* **Selected excerpt**:
.....

UA researchers plan to interview deaf and blind communities not just in Alabama but throughout the Southeast region to better understand their needs.

In the meantime, they've got an idea on how they can help them better understand tornado warnings issued by the National Weather Service.

"You take the emergency weather broadcast and the deaf interpreter then you come up with the ASL emergency weather live stream," said Darrin Griffin.

Deaf Advocate and UA Communications professor Darrin Griffin would like to take this concept to the air waves and internet.

"With the meteorologist and ASL interpreter on the screen," said Griffin.

He said research shows there's a big communication gap for many deaf people and tornado warnings.

"If they live alone and they work alone, they need access to information and a lot what happens in emergencies they can see something going on but they are not getting the message.  A lot of times broadcasts are happening very fast, a tornado is happening very fast, we often don't have much lee time so that's once place where that communication channel gets cut out," said Griffin.

.....

* **Exercises**:
(a) Copy out the passage of the tornado-warning article between "Deaf Advocate and" and "and tornado warnings.", inclusive.
(b) Continue the tornado-warning article from its last sentence.
The lines that follow come from a separate source.

* **Available data**:
.....

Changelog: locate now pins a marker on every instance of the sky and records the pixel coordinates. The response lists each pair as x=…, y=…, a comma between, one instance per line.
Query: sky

.....

* **Set of answers**:
(a)
Deaf Advocate and UA Communications professor Darrin Griffin would like to take this concept to the air waves and internet.

"With the meteorologist and ASL interpreter on the screen," said Griffin.

He said research shows there's a big communication gap for many deaf people and tornado warnings.

(b)
During major natural disasters in big cities you'll see,

"The Governor or mayor will be up on the stage and they'll be sign language interpreter next to them that's a very effective method to communicating with the deaf," said Griffin.

In the next two years, they want to build technology to have live stream interpreting, during emergencies, available in various cities and locations across the country.

"They understand how to communicate with a large deaf community more effectively," said Griffin.

UA researchers received a $250,000 gr ant to help pay for this study.